== What needs to be done ==
Revise the items from the first line through the line containing "rough mask: <svg", putting "accurate" in place of "precise" and leaving everything else unchanged.

*** Data for processing Section Begins ***

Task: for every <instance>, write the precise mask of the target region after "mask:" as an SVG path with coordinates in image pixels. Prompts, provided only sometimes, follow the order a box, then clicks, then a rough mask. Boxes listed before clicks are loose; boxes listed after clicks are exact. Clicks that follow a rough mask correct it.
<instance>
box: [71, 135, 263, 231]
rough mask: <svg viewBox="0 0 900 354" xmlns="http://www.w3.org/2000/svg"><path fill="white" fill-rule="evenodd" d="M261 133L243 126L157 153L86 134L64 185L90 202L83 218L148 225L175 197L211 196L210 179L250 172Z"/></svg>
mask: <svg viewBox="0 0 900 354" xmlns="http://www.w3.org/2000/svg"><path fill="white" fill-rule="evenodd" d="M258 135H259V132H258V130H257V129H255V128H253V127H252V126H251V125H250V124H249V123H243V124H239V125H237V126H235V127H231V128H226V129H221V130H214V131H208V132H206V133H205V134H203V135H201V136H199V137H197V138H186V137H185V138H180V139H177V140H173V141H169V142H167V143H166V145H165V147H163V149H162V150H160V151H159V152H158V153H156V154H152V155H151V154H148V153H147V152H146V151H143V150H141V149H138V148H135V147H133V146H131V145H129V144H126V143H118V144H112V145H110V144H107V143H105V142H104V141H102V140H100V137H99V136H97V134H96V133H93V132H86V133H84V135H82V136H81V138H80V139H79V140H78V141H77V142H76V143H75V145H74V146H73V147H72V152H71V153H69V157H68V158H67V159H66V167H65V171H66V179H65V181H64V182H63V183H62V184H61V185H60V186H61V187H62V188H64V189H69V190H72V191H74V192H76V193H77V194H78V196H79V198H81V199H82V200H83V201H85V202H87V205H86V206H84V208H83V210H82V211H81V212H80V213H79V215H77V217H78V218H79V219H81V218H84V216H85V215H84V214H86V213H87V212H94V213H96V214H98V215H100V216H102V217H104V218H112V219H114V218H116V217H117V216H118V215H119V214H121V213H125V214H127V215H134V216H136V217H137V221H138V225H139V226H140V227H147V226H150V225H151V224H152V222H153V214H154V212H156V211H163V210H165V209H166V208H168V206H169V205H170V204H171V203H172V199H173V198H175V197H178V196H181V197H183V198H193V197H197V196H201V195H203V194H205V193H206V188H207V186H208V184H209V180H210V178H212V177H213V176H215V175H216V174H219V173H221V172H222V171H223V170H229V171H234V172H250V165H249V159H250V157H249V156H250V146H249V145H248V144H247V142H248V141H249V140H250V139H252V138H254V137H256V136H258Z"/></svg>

*** Data for processing Section Ends ***

== Result below ==
Task: for every <instance>, write the accurate mask of the target region after "mask:" as an SVG path with coordinates in image pixels. Prompts, provided only sometimes, follow the order a box, then clicks, then a rough mask. Boxes listed before clicks are loose; boxes listed after clicks are exact. Clicks that follow a rough mask correct it.
<instance>
box: [71, 135, 263, 231]
rough mask: <svg viewBox="0 0 900 354" xmlns="http://www.w3.org/2000/svg"><path fill="white" fill-rule="evenodd" d="M261 133L243 126L157 153L86 134L64 185L90 202L83 218L148 225L175 197L211 196L210 179L250 172Z"/></svg>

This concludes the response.